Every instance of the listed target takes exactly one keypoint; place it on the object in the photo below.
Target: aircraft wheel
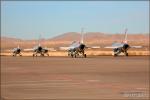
(75, 55)
(72, 55)
(126, 54)
(115, 55)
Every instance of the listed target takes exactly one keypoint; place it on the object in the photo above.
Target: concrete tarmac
(97, 77)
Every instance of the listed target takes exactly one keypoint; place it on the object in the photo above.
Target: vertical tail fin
(82, 30)
(125, 37)
(18, 46)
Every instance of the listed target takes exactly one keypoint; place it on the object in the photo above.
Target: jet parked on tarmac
(77, 48)
(17, 51)
(39, 50)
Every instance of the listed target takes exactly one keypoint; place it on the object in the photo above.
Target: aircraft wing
(115, 45)
(31, 49)
(49, 49)
(136, 47)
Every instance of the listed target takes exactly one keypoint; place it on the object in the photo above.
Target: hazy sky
(28, 19)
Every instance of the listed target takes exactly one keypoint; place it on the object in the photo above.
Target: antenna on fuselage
(82, 33)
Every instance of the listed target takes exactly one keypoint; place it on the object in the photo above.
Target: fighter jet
(77, 48)
(121, 47)
(38, 50)
(17, 51)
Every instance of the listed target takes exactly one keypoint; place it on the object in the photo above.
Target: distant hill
(91, 38)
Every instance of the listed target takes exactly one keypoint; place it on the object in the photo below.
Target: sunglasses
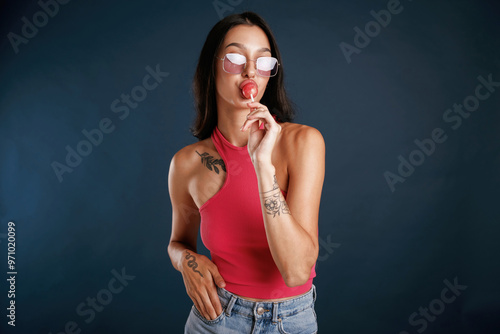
(234, 63)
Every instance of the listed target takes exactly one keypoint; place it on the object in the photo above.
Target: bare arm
(199, 273)
(292, 224)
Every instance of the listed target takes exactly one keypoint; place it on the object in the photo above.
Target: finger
(248, 123)
(209, 308)
(216, 304)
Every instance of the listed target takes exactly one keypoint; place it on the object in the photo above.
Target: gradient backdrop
(406, 95)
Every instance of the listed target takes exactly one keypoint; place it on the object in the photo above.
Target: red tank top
(232, 229)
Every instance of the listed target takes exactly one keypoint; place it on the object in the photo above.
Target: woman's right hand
(200, 277)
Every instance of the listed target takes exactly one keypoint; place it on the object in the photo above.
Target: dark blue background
(383, 254)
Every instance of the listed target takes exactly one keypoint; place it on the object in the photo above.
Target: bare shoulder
(185, 159)
(295, 136)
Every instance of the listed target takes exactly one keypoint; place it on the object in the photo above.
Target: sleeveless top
(232, 229)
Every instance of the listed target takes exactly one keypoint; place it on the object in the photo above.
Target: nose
(250, 68)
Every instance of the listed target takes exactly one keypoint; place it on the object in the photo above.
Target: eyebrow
(241, 46)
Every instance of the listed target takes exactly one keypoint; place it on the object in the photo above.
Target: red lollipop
(249, 90)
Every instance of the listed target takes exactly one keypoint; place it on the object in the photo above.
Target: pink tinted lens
(234, 63)
(267, 66)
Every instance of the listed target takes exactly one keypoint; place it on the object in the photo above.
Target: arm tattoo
(192, 263)
(210, 162)
(274, 203)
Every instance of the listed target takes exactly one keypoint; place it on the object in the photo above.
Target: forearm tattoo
(210, 162)
(192, 263)
(274, 203)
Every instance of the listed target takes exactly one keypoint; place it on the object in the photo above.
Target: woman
(252, 185)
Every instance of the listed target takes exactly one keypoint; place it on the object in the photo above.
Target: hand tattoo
(209, 162)
(192, 263)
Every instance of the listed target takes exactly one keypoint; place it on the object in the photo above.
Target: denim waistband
(262, 309)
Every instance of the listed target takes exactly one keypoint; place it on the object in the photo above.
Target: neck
(229, 121)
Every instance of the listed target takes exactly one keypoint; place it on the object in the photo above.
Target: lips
(243, 84)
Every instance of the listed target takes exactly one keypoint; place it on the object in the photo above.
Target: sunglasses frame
(255, 60)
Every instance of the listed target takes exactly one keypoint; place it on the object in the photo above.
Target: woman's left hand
(261, 141)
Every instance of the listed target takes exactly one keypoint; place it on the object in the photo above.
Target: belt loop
(230, 305)
(275, 312)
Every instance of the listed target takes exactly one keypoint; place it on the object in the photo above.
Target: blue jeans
(240, 316)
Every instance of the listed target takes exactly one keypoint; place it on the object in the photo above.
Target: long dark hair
(275, 97)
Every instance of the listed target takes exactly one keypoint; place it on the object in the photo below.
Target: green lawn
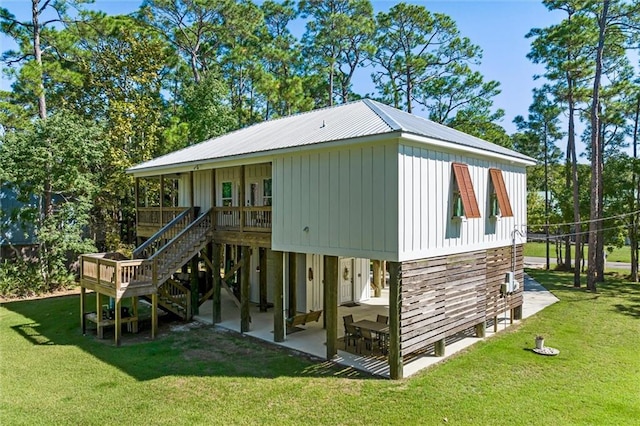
(622, 254)
(51, 374)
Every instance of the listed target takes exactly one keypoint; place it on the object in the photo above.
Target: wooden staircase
(172, 295)
(157, 260)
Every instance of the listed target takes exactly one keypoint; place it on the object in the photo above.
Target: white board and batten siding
(341, 202)
(201, 189)
(425, 224)
(389, 201)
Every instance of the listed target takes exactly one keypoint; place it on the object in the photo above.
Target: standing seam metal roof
(347, 121)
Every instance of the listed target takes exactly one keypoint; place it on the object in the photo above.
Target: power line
(571, 234)
(585, 221)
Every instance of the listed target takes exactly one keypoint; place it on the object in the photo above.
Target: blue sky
(497, 26)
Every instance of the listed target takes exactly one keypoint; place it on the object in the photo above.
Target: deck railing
(157, 216)
(165, 234)
(113, 271)
(243, 219)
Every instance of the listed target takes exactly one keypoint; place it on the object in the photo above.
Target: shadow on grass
(615, 286)
(193, 351)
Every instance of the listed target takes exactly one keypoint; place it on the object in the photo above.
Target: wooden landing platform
(131, 321)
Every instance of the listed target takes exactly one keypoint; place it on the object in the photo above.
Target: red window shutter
(467, 194)
(501, 192)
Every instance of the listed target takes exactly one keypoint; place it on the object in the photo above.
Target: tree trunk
(596, 163)
(633, 234)
(409, 90)
(37, 53)
(576, 188)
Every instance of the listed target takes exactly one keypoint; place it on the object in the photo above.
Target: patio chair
(369, 339)
(351, 333)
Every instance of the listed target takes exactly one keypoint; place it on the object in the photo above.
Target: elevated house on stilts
(287, 216)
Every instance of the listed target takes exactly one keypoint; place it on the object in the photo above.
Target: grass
(51, 374)
(622, 254)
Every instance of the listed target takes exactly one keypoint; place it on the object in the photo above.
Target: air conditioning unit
(510, 284)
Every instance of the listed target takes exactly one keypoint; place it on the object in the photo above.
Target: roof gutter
(519, 159)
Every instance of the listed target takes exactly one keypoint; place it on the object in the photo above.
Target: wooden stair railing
(165, 234)
(182, 248)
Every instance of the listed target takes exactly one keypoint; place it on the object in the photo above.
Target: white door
(346, 281)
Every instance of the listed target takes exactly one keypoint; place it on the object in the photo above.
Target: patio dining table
(381, 329)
══════════
Everything in the entries above except the pictures should be given again exactly.

-- Reply to the exercise --
Every instance of the listed target takes exactly one keypoint; place it on the object in the photo below.
Target: aircraft wheel
(75, 55)
(72, 55)
(126, 54)
(115, 55)
Every instance of the listed target takes exactly one keypoint; place it on the object in the photo above.
Target: concrete tarmac
(97, 77)
Every instance of the listed target takes exactly one keypoint; place it on the object in the photo above.
Target: vertical tail fin
(82, 30)
(125, 37)
(18, 46)
Every instance of the listed target takes exactly one keypoint; place it on the object in the photo above.
Target: jet parked on tarmac
(77, 48)
(17, 51)
(39, 50)
Every instance of the listed target takes exactly one keypoint; place it on the object in the photo above.
Target: aircraft wing
(115, 45)
(31, 49)
(49, 49)
(136, 47)
Every instance of the listed target takes exactly one keypoint; place it on the object in the photo above.
Target: hazy sky
(28, 19)
Every instance of the listed target takes exactly one keypoint; place it on the object in the photo above.
Target: antenna on fuselage
(82, 33)
Every instance of the listed target takes exactly one keypoint; place it on the object in the photo above.
Target: fighter jet
(77, 48)
(121, 47)
(38, 50)
(17, 51)
Every instance of the listed target takes exactly one keypoint; place it on the object in the photo above.
Target: distant hill
(91, 38)
Every instance of the listed target takes exactly one keypoint; place it on the object in the photo below.
Target: sunglasses
(234, 63)
Every instance of the listed target takes exactly one keypoint; place it on the object in the photo above.
Target: bare arm
(199, 273)
(292, 224)
Every instance of the listed target takes exactly one keypoint; place it on the object in the photo above.
Target: finger
(248, 123)
(209, 308)
(216, 304)
Every instance of the listed target takes exactly one keypoint; place it on the object in the photo above.
Target: gradient backdrop
(406, 95)
Every instance of the listed target takes exactly one keypoint; place it on the object in the photo above.
Target: red tank top
(232, 229)
Every instance of the listed target takes exactly one keypoint; place it on the object in the photo above.
Target: woman's right hand
(200, 277)
Every instance of the listed target takes exactly one keypoint; place it on the object in the photo above.
Target: dark blue background
(383, 254)
Every instance of the listed target takes exactly one keypoint; place it on the object in the photo above.
Target: bare shoulder
(185, 159)
(295, 136)
Every instance of the listed target takes exactly one keypoint; place it on the object in the photo above.
Target: sleeveless top
(232, 229)
Every instance of the listed target takes exactly one keypoint; place it on the object in the photo above.
Target: nose
(250, 68)
Every instance of the listed target takes exactly one keypoint; place it on the object in the photo above.
Target: eyebrow
(241, 46)
Every instance of the listed target takes exactly one keypoint; place it on the object in the photo above.
Target: red lollipop
(249, 90)
Every instance of the listed target takes exactly one keypoint; place it on the object in the photo above.
Target: pink tinted lens
(234, 63)
(267, 66)
Every instance of the listed target takes exactly one keypoint; place it on the object in the photo above.
Target: arm tattoo
(192, 263)
(210, 162)
(274, 203)
Every instance of the listed target takes exactly one keypoint; place it on the object in the photo above.
Target: forearm tattoo
(210, 162)
(192, 263)
(274, 203)
Every instance of the listed target takes exactly one keypoint; place it on the object in the photo above.
Target: woman
(252, 185)
Every instance of the listed target takes exactly one keypoint; place it on the object in the photo above.
Target: hand tattoo
(209, 162)
(192, 263)
Every instance of the listed target takes exactly one keypoint; place it on the object in the photo above.
Target: denim waistband
(262, 309)
Every instance of the listed target takes exactly one keypoint; place it on the object in the photo above.
Target: neck
(229, 121)
Every instance of the listed target takes exactly one keypoint; place it on the object in the photo above.
Target: lips
(243, 84)
Every instance of the listed target takes exactly one keypoint; place it on the object in the photo above.
Target: sunglasses frame
(255, 60)
Every instance of the listed target takes exactly one keypoint; place it on the object in the photo above.
Target: woman's left hand
(261, 141)
Every instance of the listed target takes exactly one keypoint; place it on the object in the photo above.
Target: belt loop
(230, 305)
(275, 312)
Every instance of the listed target takes exactly one keypoint; place it on the object in the photo above.
Target: blue jeans
(240, 316)
Every instance of the listed target takes exactly one keypoint; place it on the object in the photo above.
Target: long dark hair
(275, 97)
Every instance of the listed target takes exactly one keypoint; place it on the object in the photo below.
Target: green lawn
(622, 254)
(51, 374)
Every instance of the listed target takes exactly one keypoint; place it on the object in the photo above.
Target: wooden staircase
(172, 295)
(157, 260)
Every instance of the listed target takes exactly one keypoint; place it on the object in the photo above.
Target: white board and batten siding
(341, 202)
(201, 189)
(425, 224)
(389, 201)
Every instance of the listed target takes exactly one keypoint; place it on the object in the photo above.
Target: standing seam metal roof
(347, 121)
Every instance of the listed target takes exactly one keypoint; place it on the object in the photo above.
Target: power line
(571, 234)
(585, 221)
Every instance of the listed target takes exactly one keypoint; place it on the object in the photo above.
Target: blue sky
(497, 26)
Every instance of the listed target takes exactly one keypoint; place it on the object in the photo above.
Target: deck railing
(157, 216)
(165, 234)
(113, 271)
(243, 219)
Every instance of the listed target takes exactly one keypoint; place it on the object in the photo above.
Target: shadow on grass
(615, 286)
(193, 351)
Every instance of the listed target takes exactly one keypoint; place it on the object in the photo above.
Target: wooden landing platform
(131, 321)
Every instance of the listed target takes exactly one keypoint; place it on the object in the photo above.
Target: red window shutter
(467, 194)
(501, 192)
Every instance of the listed target takes exactly one keypoint; place it on the object in the photo above.
Target: tree trunk
(596, 163)
(633, 234)
(409, 90)
(37, 53)
(576, 188)
Every instance of the listed target takes exactly one keypoint; place it on the object in the photo above.
Target: patio chair
(369, 339)
(351, 333)
Every instance of the listed target takes exactly one keypoint; place it on the object in the photo above.
Target: elevated house on stilts
(287, 216)
Every instance of the listed target takes exactly one keypoint; place it on the object in the photo above.
Target: grass
(51, 374)
(622, 254)
Every instance of the listed target takes exactly one keypoint; place it on the object in the photo above.
Target: air conditioning unit
(510, 284)
Every instance of the listed target takes exactly one keypoint; place it on the object in the photo above.
Target: roof gutter
(519, 159)
Every instance of the listed target takes exactly one keypoint; place it on the object in the photo above.
Target: wooden stair railing
(165, 234)
(182, 248)
Every instance of the listed target takes exactly one keypoint; place it on the object in the photo above.
Target: white door
(346, 281)
Every instance of the listed target takes exactly one keypoint; place it on the object in the photo above.
Target: patio dining table
(381, 329)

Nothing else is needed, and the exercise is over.